Among the lines below, take the one holding "protester woman -> box", the one holding "helmet visor -> box", and all lines between them. Set them down exactly.

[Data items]
↓↓↓

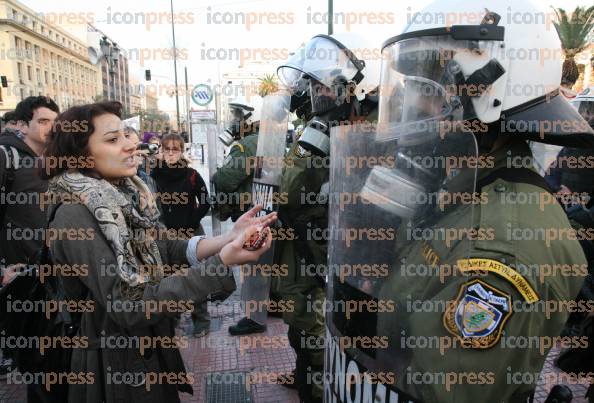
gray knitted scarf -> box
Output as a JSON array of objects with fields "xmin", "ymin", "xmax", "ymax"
[{"xmin": 48, "ymin": 171, "xmax": 164, "ymax": 300}]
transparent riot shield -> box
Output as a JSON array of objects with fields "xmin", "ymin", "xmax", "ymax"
[
  {"xmin": 240, "ymin": 92, "xmax": 290, "ymax": 325},
  {"xmin": 205, "ymin": 123, "xmax": 226, "ymax": 236},
  {"xmin": 324, "ymin": 121, "xmax": 479, "ymax": 403}
]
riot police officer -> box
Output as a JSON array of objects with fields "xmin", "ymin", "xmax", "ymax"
[
  {"xmin": 212, "ymin": 95, "xmax": 263, "ymax": 223},
  {"xmin": 275, "ymin": 32, "xmax": 381, "ymax": 403},
  {"xmin": 323, "ymin": 1, "xmax": 594, "ymax": 402}
]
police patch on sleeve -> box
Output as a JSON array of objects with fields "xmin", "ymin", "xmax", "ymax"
[{"xmin": 443, "ymin": 279, "xmax": 512, "ymax": 349}]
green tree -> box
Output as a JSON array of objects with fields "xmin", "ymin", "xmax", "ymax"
[
  {"xmin": 138, "ymin": 109, "xmax": 170, "ymax": 133},
  {"xmin": 552, "ymin": 6, "xmax": 594, "ymax": 88},
  {"xmin": 258, "ymin": 74, "xmax": 279, "ymax": 97}
]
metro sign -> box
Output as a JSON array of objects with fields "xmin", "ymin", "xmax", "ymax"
[{"xmin": 192, "ymin": 84, "xmax": 213, "ymax": 106}]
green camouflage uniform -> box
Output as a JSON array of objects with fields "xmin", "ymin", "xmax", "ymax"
[
  {"xmin": 212, "ymin": 133, "xmax": 258, "ymax": 222},
  {"xmin": 375, "ymin": 140, "xmax": 587, "ymax": 403},
  {"xmin": 275, "ymin": 141, "xmax": 328, "ymax": 403}
]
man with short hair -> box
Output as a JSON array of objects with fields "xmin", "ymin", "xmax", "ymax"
[
  {"xmin": 1, "ymin": 111, "xmax": 18, "ymax": 133},
  {"xmin": 1, "ymin": 96, "xmax": 59, "ymax": 265},
  {"xmin": 0, "ymin": 96, "xmax": 59, "ymax": 397}
]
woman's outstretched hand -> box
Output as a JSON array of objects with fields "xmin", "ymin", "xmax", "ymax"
[
  {"xmin": 219, "ymin": 225, "xmax": 273, "ymax": 266},
  {"xmin": 194, "ymin": 206, "xmax": 277, "ymax": 261},
  {"xmin": 228, "ymin": 205, "xmax": 278, "ymax": 242}
]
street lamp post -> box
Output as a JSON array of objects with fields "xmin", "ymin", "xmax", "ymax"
[
  {"xmin": 328, "ymin": 0, "xmax": 333, "ymax": 35},
  {"xmin": 170, "ymin": 0, "xmax": 181, "ymax": 131},
  {"xmin": 99, "ymin": 36, "xmax": 120, "ymax": 102}
]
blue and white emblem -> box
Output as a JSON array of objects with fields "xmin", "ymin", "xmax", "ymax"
[{"xmin": 444, "ymin": 279, "xmax": 512, "ymax": 348}]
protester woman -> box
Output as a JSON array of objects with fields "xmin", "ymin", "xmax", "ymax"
[
  {"xmin": 150, "ymin": 133, "xmax": 213, "ymax": 335},
  {"xmin": 42, "ymin": 101, "xmax": 275, "ymax": 403},
  {"xmin": 151, "ymin": 133, "xmax": 210, "ymax": 237}
]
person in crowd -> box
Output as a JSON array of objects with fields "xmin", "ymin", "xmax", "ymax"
[
  {"xmin": 140, "ymin": 133, "xmax": 161, "ymax": 177},
  {"xmin": 125, "ymin": 127, "xmax": 159, "ymax": 196},
  {"xmin": 0, "ymin": 96, "xmax": 60, "ymax": 286},
  {"xmin": 151, "ymin": 133, "xmax": 210, "ymax": 238},
  {"xmin": 212, "ymin": 96, "xmax": 262, "ymax": 224},
  {"xmin": 1, "ymin": 97, "xmax": 59, "ymax": 269},
  {"xmin": 147, "ymin": 133, "xmax": 161, "ymax": 147},
  {"xmin": 1, "ymin": 111, "xmax": 18, "ymax": 133},
  {"xmin": 0, "ymin": 96, "xmax": 59, "ymax": 398},
  {"xmin": 151, "ymin": 132, "xmax": 212, "ymax": 336},
  {"xmin": 41, "ymin": 101, "xmax": 276, "ymax": 403}
]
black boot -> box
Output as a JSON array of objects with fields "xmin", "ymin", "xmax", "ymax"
[{"xmin": 228, "ymin": 317, "xmax": 266, "ymax": 335}]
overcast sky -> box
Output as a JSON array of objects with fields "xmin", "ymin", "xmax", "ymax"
[{"xmin": 20, "ymin": 0, "xmax": 592, "ymax": 113}]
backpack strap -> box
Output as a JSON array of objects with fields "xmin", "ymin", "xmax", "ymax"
[
  {"xmin": 0, "ymin": 145, "xmax": 20, "ymax": 170},
  {"xmin": 0, "ymin": 145, "xmax": 19, "ymax": 227},
  {"xmin": 477, "ymin": 167, "xmax": 554, "ymax": 195}
]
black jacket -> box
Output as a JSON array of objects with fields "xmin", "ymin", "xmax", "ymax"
[
  {"xmin": 151, "ymin": 162, "xmax": 210, "ymax": 235},
  {"xmin": 544, "ymin": 147, "xmax": 594, "ymax": 195},
  {"xmin": 0, "ymin": 131, "xmax": 47, "ymax": 266}
]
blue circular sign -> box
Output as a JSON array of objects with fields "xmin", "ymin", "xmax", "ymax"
[{"xmin": 192, "ymin": 84, "xmax": 213, "ymax": 106}]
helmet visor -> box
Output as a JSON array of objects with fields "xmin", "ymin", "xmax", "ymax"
[
  {"xmin": 378, "ymin": 35, "xmax": 506, "ymax": 140},
  {"xmin": 278, "ymin": 36, "xmax": 360, "ymax": 92}
]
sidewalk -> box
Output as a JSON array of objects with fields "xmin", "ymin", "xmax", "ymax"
[
  {"xmin": 0, "ymin": 301, "xmax": 589, "ymax": 402},
  {"xmin": 179, "ymin": 280, "xmax": 299, "ymax": 403}
]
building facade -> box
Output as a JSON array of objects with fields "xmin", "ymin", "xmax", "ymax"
[
  {"xmin": 87, "ymin": 24, "xmax": 131, "ymax": 114},
  {"xmin": 0, "ymin": 0, "xmax": 101, "ymax": 114},
  {"xmin": 127, "ymin": 74, "xmax": 143, "ymax": 115},
  {"xmin": 145, "ymin": 92, "xmax": 159, "ymax": 112},
  {"xmin": 219, "ymin": 61, "xmax": 277, "ymax": 126}
]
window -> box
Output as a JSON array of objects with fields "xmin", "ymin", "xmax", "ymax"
[
  {"xmin": 32, "ymin": 21, "xmax": 37, "ymax": 31},
  {"xmin": 36, "ymin": 68, "xmax": 41, "ymax": 84},
  {"xmin": 41, "ymin": 26, "xmax": 45, "ymax": 35},
  {"xmin": 44, "ymin": 71, "xmax": 48, "ymax": 85},
  {"xmin": 34, "ymin": 46, "xmax": 40, "ymax": 62},
  {"xmin": 17, "ymin": 63, "xmax": 23, "ymax": 80},
  {"xmin": 14, "ymin": 36, "xmax": 22, "ymax": 50},
  {"xmin": 12, "ymin": 9, "xmax": 18, "ymax": 20},
  {"xmin": 25, "ymin": 42, "xmax": 31, "ymax": 59},
  {"xmin": 27, "ymin": 66, "xmax": 32, "ymax": 81}
]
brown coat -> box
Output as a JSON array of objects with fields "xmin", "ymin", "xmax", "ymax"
[{"xmin": 49, "ymin": 203, "xmax": 235, "ymax": 403}]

↑↑↑

◆ WRITTEN RESPONSE
protester woman -> box
Output as a JSON array of objects with fields "xmin", "ymin", "xmax", "ymax"
[
  {"xmin": 150, "ymin": 133, "xmax": 213, "ymax": 335},
  {"xmin": 42, "ymin": 101, "xmax": 275, "ymax": 403},
  {"xmin": 151, "ymin": 133, "xmax": 210, "ymax": 237}
]
person in crowd -> box
Output as a JSON array of objects with fields "xmin", "ymin", "xmax", "ymax"
[
  {"xmin": 140, "ymin": 133, "xmax": 161, "ymax": 177},
  {"xmin": 125, "ymin": 127, "xmax": 159, "ymax": 196},
  {"xmin": 0, "ymin": 96, "xmax": 60, "ymax": 286},
  {"xmin": 151, "ymin": 133, "xmax": 210, "ymax": 238},
  {"xmin": 212, "ymin": 96, "xmax": 262, "ymax": 224},
  {"xmin": 1, "ymin": 97, "xmax": 59, "ymax": 269},
  {"xmin": 147, "ymin": 133, "xmax": 161, "ymax": 147},
  {"xmin": 1, "ymin": 111, "xmax": 18, "ymax": 133},
  {"xmin": 0, "ymin": 96, "xmax": 59, "ymax": 398},
  {"xmin": 151, "ymin": 132, "xmax": 212, "ymax": 336},
  {"xmin": 41, "ymin": 101, "xmax": 276, "ymax": 403}
]
black boot -> box
Output as a JSON array of objects with fields "xmin", "ymin", "xmax", "ymax"
[{"xmin": 228, "ymin": 317, "xmax": 266, "ymax": 335}]
overcast sky -> box
Output as a JSON array of objects with fields "xmin", "ymin", "xmax", "ymax"
[{"xmin": 20, "ymin": 0, "xmax": 592, "ymax": 113}]
backpack strap -> box
Output as a JSON array of objects with fields "xmin", "ymin", "xmax", "ymax"
[
  {"xmin": 0, "ymin": 145, "xmax": 20, "ymax": 170},
  {"xmin": 0, "ymin": 145, "xmax": 19, "ymax": 227},
  {"xmin": 477, "ymin": 167, "xmax": 554, "ymax": 195}
]
black jacket -> box
Output as a JSON array of objects with fields "xmin", "ymin", "xmax", "ymax"
[
  {"xmin": 151, "ymin": 162, "xmax": 210, "ymax": 235},
  {"xmin": 544, "ymin": 147, "xmax": 594, "ymax": 195},
  {"xmin": 0, "ymin": 131, "xmax": 47, "ymax": 266}
]
blue circular sign -> box
Output as a JSON array of objects with fields "xmin", "ymin", "xmax", "ymax"
[{"xmin": 192, "ymin": 84, "xmax": 213, "ymax": 106}]
helmet visor -> box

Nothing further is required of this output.